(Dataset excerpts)
====
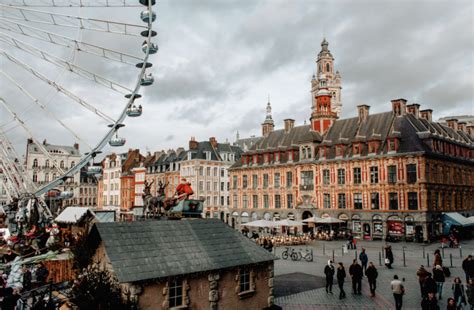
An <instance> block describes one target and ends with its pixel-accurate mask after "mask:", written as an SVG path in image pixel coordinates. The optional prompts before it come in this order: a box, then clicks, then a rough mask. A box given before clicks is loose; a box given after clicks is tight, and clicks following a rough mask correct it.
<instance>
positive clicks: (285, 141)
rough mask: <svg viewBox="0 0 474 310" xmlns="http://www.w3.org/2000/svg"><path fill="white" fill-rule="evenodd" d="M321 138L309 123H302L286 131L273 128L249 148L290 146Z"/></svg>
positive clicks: (312, 141)
mask: <svg viewBox="0 0 474 310" xmlns="http://www.w3.org/2000/svg"><path fill="white" fill-rule="evenodd" d="M321 140H322V137H321V135H320V134H319V133H317V132H314V131H312V130H311V125H302V126H296V127H293V128H292V129H291V130H289V131H288V132H285V130H284V129H279V130H274V131H272V132H270V133H269V134H268V136H266V137H262V139H261V140H258V141H257V142H255V143H254V145H253V146H252V147H251V148H250V150H254V151H257V150H262V149H268V148H273V149H278V148H290V147H292V146H293V145H297V144H300V143H304V142H315V141H318V142H319V141H321Z"/></svg>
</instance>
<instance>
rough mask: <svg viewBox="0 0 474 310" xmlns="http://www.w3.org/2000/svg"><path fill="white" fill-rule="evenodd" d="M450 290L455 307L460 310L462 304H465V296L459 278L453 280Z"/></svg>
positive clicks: (464, 293) (456, 277)
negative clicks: (453, 297) (454, 304)
mask: <svg viewBox="0 0 474 310" xmlns="http://www.w3.org/2000/svg"><path fill="white" fill-rule="evenodd" d="M452 290H453V297H454V301H455V302H456V306H457V307H458V308H459V309H462V304H463V303H465V300H466V296H465V292H464V285H463V284H462V282H461V278H459V277H456V278H454V281H453V286H452Z"/></svg>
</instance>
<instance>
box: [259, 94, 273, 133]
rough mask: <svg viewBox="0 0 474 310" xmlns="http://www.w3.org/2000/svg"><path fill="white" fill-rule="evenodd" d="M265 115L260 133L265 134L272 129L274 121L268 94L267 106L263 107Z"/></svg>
mask: <svg viewBox="0 0 474 310" xmlns="http://www.w3.org/2000/svg"><path fill="white" fill-rule="evenodd" d="M265 111H266V115H265V121H264V122H263V124H262V135H263V136H267V135H268V134H269V133H270V132H272V131H273V128H274V127H275V123H274V122H273V118H272V105H271V104H270V95H268V102H267V107H266V108H265Z"/></svg>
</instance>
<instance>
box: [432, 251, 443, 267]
mask: <svg viewBox="0 0 474 310" xmlns="http://www.w3.org/2000/svg"><path fill="white" fill-rule="evenodd" d="M436 265H440V266H441V267H442V266H443V259H442V258H441V252H440V250H439V249H436V250H435V253H434V261H433V266H436Z"/></svg>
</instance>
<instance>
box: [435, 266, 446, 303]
mask: <svg viewBox="0 0 474 310" xmlns="http://www.w3.org/2000/svg"><path fill="white" fill-rule="evenodd" d="M433 280H435V282H436V293H437V294H438V299H439V300H441V299H442V298H441V296H442V294H443V285H444V281H446V278H445V276H444V271H443V267H441V266H440V265H436V267H435V268H433Z"/></svg>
====
About this task:
Repeat only what runs from the line holding "negative clicks: (453, 297) (454, 304)" to the end of the data, keeping every line exactly as written, first and last included.

Answer area:
negative clicks: (453, 297) (454, 304)
mask: <svg viewBox="0 0 474 310" xmlns="http://www.w3.org/2000/svg"><path fill="white" fill-rule="evenodd" d="M452 290H453V297H454V301H455V302H456V306H457V307H458V308H459V309H462V304H463V303H465V300H466V296H465V292H464V285H463V284H462V282H461V278H459V277H456V278H454V281H453V286H452Z"/></svg>
</instance>
<instance>
box: [259, 94, 273, 133]
rough mask: <svg viewBox="0 0 474 310" xmlns="http://www.w3.org/2000/svg"><path fill="white" fill-rule="evenodd" d="M265 115L260 133L265 134L272 129L274 121L268 94L267 106L263 107Z"/></svg>
mask: <svg viewBox="0 0 474 310" xmlns="http://www.w3.org/2000/svg"><path fill="white" fill-rule="evenodd" d="M265 111H266V115H265V121H264V122H263V124H262V135H263V136H267V135H268V134H269V133H270V132H272V131H273V128H274V127H275V123H274V122H273V118H272V105H271V104H270V95H268V102H267V107H266V108H265Z"/></svg>
</instance>
<instance>
box: [432, 251, 443, 267]
mask: <svg viewBox="0 0 474 310" xmlns="http://www.w3.org/2000/svg"><path fill="white" fill-rule="evenodd" d="M436 265H440V266H441V267H442V266H443V259H442V258H441V252H440V250H439V249H436V250H435V253H434V261H433V266H436Z"/></svg>
</instance>
<instance>
box: [435, 266, 446, 303]
mask: <svg viewBox="0 0 474 310" xmlns="http://www.w3.org/2000/svg"><path fill="white" fill-rule="evenodd" d="M433 280H435V282H436V293H437V294H438V299H439V300H441V299H442V298H441V296H442V294H443V285H444V281H446V278H445V276H444V271H443V267H441V266H440V265H436V267H435V268H433Z"/></svg>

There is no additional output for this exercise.